# [DIRECTION]
Could you convert the entries below, from their first line up to and including the line with "[[127, 38], [161, 34]]", into a JSON list of strings with one string per line and blank lines left out?

# [PROVIDED RECORDS]
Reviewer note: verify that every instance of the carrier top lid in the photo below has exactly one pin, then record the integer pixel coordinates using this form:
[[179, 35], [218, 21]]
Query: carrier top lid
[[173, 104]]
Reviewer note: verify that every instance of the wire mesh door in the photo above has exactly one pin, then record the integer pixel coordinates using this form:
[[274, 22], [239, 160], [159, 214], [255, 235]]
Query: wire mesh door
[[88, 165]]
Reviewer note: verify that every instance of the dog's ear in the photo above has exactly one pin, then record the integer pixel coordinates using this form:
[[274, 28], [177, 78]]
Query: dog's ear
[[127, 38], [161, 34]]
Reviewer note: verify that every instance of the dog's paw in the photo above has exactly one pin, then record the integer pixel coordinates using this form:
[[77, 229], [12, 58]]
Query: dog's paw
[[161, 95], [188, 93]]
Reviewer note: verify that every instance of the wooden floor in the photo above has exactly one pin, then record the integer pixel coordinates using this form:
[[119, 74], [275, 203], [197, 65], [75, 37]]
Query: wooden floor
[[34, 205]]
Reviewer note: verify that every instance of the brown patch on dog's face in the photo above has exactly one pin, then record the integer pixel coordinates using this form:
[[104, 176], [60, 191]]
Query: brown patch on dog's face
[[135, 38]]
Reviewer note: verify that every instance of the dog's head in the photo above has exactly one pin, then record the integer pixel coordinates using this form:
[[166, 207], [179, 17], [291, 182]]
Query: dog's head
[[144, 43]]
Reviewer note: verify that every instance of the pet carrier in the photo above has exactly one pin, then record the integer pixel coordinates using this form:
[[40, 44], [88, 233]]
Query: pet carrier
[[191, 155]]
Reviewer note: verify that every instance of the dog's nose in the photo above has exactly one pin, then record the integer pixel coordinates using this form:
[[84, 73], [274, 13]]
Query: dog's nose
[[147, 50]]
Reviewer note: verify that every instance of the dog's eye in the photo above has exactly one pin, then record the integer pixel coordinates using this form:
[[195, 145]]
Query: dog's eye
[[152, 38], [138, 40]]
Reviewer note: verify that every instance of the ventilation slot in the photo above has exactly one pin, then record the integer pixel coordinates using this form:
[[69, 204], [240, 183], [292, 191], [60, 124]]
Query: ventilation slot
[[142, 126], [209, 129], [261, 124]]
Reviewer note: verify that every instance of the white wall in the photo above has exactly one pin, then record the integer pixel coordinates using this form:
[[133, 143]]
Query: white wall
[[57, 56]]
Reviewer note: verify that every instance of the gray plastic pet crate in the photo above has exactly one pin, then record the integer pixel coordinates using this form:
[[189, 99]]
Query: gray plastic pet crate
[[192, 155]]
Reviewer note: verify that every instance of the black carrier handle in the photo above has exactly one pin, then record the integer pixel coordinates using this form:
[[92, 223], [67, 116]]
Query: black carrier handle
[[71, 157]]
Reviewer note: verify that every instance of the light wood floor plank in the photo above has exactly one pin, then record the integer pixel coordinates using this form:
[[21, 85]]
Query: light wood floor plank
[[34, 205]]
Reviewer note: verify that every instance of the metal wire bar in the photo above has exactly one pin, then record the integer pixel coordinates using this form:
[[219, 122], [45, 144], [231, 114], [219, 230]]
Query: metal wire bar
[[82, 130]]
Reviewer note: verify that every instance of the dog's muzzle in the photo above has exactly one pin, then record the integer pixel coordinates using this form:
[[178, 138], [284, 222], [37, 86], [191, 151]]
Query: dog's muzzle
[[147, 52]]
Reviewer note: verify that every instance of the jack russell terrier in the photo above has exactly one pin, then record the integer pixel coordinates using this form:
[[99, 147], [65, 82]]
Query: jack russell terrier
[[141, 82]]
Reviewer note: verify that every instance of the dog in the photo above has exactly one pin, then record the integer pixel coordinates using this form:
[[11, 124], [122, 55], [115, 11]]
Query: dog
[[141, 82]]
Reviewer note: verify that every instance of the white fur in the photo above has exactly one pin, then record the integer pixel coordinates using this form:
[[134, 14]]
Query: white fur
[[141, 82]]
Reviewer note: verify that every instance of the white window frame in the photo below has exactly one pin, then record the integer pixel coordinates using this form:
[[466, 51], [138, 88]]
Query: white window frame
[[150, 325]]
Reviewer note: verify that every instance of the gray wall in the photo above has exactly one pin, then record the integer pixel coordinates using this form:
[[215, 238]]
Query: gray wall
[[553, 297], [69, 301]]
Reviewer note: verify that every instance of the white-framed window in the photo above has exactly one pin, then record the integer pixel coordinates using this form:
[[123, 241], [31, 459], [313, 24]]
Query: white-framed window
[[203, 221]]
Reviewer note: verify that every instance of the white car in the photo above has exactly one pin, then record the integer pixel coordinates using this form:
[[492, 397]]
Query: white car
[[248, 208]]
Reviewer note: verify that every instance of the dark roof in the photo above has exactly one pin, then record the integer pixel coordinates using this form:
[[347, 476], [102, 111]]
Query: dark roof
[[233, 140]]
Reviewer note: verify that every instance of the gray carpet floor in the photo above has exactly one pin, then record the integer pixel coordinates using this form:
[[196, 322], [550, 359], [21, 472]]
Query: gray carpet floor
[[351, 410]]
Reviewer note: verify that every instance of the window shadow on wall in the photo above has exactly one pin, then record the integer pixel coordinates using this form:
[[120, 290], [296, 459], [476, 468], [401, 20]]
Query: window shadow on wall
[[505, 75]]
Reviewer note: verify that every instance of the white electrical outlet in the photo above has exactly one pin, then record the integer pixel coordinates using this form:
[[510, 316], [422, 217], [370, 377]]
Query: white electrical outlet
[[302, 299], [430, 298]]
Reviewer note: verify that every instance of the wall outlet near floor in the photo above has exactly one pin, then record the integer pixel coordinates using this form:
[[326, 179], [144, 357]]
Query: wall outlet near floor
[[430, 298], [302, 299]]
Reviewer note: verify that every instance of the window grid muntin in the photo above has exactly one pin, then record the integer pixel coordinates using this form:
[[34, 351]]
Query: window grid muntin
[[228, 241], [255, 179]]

# [TASK SOLUTION]
[
  "Reviewer note: verify that every instance of the carrier top lid in the photo below has exactly one pin, then record the integer pixel coordinates using this form:",
  "[[179, 35], [218, 21]]",
  "Query: carrier top lid",
  "[[173, 104]]",
  "Reviewer note: verify that every instance of the wire mesh door in the photo above has exactly one pin, then record the integer pixel coordinates using this form:",
  "[[274, 22], [239, 160], [159, 214], [255, 235]]",
  "Query: wire mesh door",
  "[[88, 165]]",
  "Reviewer note: verify that every instance of the dog's ear in the photo above has exactly one pin, then record the integer pixel coordinates using this form:",
  "[[274, 28], [177, 78]]",
  "Query: dog's ear",
  "[[127, 38], [161, 34]]"
]